→ Task description
Searching the material below, find each line that includes the word "wearing", and copy it.

Records shown: Begin

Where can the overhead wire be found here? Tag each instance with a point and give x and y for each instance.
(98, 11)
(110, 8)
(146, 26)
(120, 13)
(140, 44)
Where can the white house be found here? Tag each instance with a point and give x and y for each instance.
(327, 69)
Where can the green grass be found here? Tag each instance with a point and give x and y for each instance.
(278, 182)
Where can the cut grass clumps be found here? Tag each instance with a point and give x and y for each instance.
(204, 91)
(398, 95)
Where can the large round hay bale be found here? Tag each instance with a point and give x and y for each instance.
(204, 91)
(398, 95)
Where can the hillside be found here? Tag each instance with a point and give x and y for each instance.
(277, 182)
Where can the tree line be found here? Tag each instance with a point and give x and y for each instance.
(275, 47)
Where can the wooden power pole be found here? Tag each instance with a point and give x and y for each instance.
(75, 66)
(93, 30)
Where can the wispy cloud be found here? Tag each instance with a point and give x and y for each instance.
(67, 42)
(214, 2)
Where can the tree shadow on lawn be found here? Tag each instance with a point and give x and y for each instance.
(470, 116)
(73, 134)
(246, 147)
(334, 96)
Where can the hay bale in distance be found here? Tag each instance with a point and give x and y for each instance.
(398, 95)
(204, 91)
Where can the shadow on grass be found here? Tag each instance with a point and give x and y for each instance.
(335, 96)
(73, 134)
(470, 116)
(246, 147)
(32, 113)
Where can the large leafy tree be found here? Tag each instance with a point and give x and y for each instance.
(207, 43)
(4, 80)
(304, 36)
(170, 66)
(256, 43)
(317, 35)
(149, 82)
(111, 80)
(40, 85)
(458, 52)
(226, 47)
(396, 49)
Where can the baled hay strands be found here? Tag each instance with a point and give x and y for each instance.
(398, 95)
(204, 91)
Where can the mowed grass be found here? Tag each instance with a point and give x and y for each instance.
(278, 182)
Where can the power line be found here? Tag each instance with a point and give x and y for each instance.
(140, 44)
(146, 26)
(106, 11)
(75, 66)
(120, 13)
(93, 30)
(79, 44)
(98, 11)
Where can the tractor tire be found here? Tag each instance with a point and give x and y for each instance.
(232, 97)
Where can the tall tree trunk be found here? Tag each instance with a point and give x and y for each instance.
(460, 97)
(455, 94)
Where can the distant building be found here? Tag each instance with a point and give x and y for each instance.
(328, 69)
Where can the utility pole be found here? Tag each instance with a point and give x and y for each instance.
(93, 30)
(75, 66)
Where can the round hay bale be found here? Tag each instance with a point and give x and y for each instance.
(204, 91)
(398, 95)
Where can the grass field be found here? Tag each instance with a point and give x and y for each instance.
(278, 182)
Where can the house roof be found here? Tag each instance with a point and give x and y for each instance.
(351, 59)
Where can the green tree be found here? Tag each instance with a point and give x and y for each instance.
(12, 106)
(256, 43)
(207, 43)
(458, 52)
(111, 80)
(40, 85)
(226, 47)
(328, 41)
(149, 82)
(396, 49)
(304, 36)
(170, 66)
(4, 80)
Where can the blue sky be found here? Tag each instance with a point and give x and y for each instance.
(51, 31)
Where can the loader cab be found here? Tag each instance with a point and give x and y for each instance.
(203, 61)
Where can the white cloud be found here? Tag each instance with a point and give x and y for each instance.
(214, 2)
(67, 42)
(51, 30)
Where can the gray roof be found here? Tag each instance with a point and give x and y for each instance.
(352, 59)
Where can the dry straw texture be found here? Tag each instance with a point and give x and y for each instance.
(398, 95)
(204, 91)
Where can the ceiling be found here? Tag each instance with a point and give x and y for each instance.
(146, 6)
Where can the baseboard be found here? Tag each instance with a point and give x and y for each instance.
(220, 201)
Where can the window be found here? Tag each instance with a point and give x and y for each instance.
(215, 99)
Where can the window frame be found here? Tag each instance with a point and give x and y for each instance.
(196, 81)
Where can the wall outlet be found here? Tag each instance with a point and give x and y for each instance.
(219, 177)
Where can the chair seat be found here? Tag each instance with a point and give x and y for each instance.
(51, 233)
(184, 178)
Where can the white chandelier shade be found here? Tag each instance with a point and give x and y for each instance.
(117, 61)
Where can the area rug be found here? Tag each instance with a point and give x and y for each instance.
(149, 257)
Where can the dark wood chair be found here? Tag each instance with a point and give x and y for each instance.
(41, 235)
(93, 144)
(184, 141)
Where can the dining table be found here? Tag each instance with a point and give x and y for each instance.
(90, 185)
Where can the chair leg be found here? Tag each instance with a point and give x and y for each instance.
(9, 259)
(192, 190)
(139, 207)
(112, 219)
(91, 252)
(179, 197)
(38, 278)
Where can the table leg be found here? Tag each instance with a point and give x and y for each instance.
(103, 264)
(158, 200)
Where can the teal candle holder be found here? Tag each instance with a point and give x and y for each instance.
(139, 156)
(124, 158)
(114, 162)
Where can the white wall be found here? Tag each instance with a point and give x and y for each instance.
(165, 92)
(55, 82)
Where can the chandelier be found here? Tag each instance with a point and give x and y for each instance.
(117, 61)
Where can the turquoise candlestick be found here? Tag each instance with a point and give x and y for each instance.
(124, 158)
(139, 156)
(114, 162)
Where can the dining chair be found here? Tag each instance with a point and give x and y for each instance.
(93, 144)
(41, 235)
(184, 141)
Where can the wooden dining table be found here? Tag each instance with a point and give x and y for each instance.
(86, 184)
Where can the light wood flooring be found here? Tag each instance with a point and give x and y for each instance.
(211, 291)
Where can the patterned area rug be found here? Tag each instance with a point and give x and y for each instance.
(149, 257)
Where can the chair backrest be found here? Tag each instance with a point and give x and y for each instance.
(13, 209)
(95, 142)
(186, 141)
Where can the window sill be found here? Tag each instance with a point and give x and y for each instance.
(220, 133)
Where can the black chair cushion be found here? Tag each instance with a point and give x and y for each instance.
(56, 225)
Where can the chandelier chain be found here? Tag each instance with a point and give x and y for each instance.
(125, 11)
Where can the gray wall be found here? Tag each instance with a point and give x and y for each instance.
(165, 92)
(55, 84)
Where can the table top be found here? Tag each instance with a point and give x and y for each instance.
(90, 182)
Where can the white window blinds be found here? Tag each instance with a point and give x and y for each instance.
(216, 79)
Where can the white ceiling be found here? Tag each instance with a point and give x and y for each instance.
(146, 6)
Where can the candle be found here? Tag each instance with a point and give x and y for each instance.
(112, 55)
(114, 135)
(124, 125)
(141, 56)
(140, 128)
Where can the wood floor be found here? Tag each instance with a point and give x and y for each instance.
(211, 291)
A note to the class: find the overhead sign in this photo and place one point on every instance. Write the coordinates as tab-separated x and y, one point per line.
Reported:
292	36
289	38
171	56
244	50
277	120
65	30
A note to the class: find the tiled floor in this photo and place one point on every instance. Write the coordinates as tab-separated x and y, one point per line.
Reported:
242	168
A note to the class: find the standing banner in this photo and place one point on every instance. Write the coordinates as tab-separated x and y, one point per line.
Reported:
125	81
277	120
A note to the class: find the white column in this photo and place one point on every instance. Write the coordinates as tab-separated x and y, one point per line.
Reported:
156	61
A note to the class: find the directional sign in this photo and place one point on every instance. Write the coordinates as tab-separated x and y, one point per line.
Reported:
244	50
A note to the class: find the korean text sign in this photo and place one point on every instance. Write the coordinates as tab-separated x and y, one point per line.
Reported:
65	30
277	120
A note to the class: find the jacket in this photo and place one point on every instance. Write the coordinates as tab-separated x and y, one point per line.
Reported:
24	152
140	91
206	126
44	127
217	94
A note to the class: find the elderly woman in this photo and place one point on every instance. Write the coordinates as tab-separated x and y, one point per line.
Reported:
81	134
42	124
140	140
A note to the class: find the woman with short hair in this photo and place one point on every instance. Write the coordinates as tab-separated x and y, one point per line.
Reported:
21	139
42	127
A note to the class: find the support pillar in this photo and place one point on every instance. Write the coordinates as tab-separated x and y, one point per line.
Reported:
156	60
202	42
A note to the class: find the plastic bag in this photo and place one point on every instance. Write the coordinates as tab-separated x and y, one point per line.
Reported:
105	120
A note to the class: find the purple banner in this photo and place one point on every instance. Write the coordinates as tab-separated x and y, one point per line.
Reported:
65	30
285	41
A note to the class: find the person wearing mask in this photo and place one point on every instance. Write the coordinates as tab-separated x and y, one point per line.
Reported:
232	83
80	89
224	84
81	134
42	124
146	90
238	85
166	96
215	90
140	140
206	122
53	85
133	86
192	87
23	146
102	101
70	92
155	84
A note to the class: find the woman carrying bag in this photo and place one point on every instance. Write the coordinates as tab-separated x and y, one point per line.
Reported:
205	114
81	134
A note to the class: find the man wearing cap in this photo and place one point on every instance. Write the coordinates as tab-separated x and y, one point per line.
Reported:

Records shown: End

→ Response to the exercise
A note to the class: find the person wearing mask in this photo and place one point on every instance. Write the coordinates as tab-separated x and y, one point per line.
A note to the class: find the man wearing cap in this photo and place one point on every instance. Write the coordinates as tab-separated x and y, one point per line.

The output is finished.